List each line of the material below that contains the word "sleeve", copying every such line in full.
* Begin *
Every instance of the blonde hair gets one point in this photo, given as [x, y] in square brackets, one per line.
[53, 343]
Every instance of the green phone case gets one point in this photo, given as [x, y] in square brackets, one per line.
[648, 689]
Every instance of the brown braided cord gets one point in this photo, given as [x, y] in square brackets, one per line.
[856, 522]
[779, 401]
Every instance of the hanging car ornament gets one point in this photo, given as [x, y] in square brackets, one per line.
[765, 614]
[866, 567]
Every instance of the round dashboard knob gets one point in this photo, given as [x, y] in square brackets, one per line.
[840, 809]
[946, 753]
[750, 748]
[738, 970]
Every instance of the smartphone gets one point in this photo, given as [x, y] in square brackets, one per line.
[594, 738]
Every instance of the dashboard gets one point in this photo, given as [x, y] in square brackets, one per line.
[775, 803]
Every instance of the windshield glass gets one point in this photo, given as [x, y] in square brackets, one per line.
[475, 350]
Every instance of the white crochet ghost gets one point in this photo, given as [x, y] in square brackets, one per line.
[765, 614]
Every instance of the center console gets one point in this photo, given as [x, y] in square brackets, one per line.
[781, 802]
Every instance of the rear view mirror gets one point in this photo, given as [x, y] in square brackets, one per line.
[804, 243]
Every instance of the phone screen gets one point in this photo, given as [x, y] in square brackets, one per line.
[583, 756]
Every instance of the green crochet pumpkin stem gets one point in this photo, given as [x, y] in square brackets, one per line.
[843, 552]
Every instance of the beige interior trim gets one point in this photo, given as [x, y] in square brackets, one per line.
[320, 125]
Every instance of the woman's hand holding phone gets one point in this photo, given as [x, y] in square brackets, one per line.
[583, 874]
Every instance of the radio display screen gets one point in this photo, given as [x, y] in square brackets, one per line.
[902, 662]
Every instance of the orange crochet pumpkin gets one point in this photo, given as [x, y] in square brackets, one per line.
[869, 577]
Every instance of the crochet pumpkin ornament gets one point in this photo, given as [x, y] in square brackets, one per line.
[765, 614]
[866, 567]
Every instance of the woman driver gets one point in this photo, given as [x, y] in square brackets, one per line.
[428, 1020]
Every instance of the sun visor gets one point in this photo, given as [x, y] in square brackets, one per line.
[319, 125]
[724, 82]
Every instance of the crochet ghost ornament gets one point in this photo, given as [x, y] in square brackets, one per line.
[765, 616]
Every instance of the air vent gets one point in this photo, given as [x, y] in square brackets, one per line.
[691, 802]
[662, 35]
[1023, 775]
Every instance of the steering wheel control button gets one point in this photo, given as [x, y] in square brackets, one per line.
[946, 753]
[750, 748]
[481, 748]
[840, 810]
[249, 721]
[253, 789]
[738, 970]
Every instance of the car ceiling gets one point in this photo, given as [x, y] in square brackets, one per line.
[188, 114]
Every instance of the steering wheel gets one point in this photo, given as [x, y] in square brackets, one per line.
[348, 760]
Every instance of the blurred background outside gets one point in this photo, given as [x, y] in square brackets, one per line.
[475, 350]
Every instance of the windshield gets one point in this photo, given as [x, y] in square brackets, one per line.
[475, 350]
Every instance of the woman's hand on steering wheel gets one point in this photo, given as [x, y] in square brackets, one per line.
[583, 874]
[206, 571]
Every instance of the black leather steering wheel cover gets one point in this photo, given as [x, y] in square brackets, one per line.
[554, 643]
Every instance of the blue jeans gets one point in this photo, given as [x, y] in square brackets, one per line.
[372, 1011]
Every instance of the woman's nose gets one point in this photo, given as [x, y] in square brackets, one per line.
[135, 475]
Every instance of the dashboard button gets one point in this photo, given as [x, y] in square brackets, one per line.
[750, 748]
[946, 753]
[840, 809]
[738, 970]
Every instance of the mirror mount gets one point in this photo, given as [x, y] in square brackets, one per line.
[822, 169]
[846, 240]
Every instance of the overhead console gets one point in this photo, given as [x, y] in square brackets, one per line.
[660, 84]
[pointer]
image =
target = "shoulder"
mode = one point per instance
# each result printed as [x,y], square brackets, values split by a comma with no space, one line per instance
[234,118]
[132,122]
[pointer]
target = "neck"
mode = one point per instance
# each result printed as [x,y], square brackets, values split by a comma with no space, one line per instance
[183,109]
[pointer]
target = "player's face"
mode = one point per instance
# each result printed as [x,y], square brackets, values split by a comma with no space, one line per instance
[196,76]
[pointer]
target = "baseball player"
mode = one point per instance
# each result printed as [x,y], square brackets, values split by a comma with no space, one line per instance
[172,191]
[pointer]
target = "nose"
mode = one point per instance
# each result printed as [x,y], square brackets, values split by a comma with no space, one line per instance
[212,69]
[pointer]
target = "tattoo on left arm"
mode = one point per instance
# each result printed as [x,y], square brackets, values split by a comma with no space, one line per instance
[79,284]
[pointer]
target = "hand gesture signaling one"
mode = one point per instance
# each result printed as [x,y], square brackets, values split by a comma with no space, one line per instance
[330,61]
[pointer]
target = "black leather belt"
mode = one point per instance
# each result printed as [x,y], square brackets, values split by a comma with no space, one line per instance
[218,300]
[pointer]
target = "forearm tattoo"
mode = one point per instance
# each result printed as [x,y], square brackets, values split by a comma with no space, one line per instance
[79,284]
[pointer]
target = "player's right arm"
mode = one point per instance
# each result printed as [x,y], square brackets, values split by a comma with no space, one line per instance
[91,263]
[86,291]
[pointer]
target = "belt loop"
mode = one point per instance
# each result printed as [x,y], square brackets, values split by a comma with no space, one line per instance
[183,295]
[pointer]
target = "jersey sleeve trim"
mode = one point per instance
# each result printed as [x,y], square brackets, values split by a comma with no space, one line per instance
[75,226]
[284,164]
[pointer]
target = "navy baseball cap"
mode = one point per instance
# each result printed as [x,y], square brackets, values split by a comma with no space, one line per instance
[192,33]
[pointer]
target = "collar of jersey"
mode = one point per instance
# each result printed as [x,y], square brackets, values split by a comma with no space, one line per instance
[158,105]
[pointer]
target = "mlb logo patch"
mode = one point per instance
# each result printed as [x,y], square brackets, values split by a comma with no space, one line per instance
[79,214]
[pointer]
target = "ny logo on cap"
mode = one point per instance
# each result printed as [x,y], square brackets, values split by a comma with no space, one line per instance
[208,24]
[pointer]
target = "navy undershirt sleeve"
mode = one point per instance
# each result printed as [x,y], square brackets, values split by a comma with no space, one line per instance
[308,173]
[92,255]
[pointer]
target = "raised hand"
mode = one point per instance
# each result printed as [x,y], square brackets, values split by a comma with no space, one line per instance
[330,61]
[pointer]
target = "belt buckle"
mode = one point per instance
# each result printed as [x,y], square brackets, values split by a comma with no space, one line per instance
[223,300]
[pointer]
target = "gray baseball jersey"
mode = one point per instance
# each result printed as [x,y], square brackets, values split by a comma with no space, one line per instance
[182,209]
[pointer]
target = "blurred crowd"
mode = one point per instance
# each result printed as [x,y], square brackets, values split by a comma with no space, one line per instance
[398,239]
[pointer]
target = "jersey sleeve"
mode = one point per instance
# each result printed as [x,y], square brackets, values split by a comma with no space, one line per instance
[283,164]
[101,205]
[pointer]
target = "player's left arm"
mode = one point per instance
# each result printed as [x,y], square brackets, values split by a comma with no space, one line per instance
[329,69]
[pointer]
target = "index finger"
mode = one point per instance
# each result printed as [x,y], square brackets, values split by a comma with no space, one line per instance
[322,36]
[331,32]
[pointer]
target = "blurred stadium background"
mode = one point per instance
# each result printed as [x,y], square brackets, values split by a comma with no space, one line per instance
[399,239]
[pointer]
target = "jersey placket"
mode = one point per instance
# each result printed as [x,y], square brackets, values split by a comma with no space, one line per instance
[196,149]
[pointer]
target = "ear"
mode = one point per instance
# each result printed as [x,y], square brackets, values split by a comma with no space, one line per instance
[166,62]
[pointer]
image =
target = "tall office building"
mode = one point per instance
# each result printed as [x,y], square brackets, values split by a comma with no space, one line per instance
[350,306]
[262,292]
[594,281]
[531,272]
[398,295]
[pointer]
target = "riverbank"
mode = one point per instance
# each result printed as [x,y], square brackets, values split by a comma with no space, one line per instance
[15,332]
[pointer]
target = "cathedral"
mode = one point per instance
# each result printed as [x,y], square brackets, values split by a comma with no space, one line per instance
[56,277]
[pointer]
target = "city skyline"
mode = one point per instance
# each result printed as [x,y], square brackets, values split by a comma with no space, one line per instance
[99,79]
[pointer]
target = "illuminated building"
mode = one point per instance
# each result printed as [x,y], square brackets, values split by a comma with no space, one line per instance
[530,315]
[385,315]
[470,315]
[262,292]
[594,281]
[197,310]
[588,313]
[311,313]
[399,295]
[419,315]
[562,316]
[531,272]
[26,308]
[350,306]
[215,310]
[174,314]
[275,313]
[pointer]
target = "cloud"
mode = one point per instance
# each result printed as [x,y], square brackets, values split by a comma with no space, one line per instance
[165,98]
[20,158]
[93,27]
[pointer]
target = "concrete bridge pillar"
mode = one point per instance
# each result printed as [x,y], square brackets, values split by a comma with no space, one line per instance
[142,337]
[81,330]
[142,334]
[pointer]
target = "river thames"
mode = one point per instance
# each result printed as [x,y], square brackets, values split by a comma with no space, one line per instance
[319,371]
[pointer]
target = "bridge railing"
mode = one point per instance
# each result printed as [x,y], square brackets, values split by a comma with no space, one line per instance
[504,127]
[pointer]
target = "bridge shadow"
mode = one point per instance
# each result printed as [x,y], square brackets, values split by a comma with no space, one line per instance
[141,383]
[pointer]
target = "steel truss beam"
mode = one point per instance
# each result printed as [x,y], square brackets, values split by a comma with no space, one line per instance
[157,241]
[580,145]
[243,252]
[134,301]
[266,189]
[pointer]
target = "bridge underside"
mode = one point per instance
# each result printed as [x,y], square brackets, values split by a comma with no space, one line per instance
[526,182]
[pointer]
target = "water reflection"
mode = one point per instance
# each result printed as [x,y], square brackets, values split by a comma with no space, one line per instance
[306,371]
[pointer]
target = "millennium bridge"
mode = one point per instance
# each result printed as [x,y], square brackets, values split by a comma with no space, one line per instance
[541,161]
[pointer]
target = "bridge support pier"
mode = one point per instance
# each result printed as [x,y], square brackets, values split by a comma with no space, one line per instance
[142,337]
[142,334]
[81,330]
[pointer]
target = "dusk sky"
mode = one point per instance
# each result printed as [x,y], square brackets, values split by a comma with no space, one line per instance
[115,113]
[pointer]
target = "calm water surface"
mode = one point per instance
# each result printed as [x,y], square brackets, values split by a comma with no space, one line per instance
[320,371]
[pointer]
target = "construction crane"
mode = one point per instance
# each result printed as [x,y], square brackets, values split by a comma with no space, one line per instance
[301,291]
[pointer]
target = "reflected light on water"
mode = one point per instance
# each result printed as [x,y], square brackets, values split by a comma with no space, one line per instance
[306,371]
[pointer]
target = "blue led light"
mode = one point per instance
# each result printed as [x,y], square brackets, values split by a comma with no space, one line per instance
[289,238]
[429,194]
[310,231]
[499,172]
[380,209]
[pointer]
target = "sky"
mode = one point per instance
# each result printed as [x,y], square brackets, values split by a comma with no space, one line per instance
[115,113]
* End *
_Solution to this task_
target = "jersey sleeve trim"
target = "navy undershirt sleeve"
target = "jersey sleeve"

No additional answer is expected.